Texto de referência:
-=-=-

Obrigado!

Brasil pode ser o primeiro a zerar emissões líquidas, afirmam pesquisadores na COP27

País está entre os cinco maiores emissores de gases de efeito estuda do mundo e tem o uso da terra como principal vetor. Segundo especialistas, é possível zerar emissões com “relativa rapidez” em comparação a outros países cujas emissões estão mais ‘atreladas’ à queima de combustíveis fósseis.

Por Bibiana Garrido, IPAM

O Brasil pode ser o primeiro país do mundo a zerar emissões líquidas de gases do efeito estufa até 2040. É o que concluem, a partir de dados e análises calculadas, pesquisadores brasileiros na COP27, a Conferência do Clima das Nações Unidas, que ocorre até dia 18 em Sharm El-Sheikh, no Egito. Segundo os especialistas, a característica do país em ter a maior parte das emissões ligada ao uso da terra, que inclui desmatamento e fogo associado, e às atividades agropecuárias, torna possível neutralizar a liberação dos gases que estão causando o aquecimento do planeta com “relativa rapidez”.

-=-=-

Dados:

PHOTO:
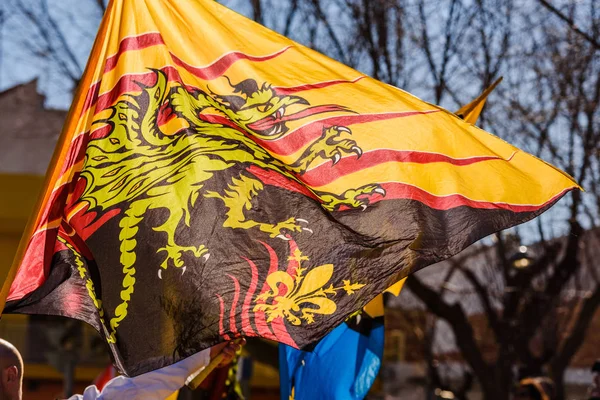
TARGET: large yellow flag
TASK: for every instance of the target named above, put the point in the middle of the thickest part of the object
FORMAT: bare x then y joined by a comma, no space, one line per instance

-=-=-

Lista de exercícios:
(1) Segundo a matéria sobre as emissões do Brasil, em que cidade acontece a COP27?
(2) Diga se cada afirmação abaixo está de acordo com a matéria sobre as emissões do Brasil, citando as palavras que decidem: (a) A COP27 vai até o dia 18. (b) A maior parte das emissões brasileiras vem da queima de combustíveis fósseis. (c) Os pesquisadores indicam 2050 como prazo para o Brasil zerar as emissões líquidas.

Respostas das tarefas:
(1) Em Sharm El-Sheikh, no Egito.

(2)
(a) Sim: "que ocorre até dia 18 em Sharm El-Sheikh".
(b) Não: "a característica do país em ter a maior parte das emissões ligada ao uso da terra".
(c) Não: "zerar emissões líquidas de gases do efeito estufa até 2040".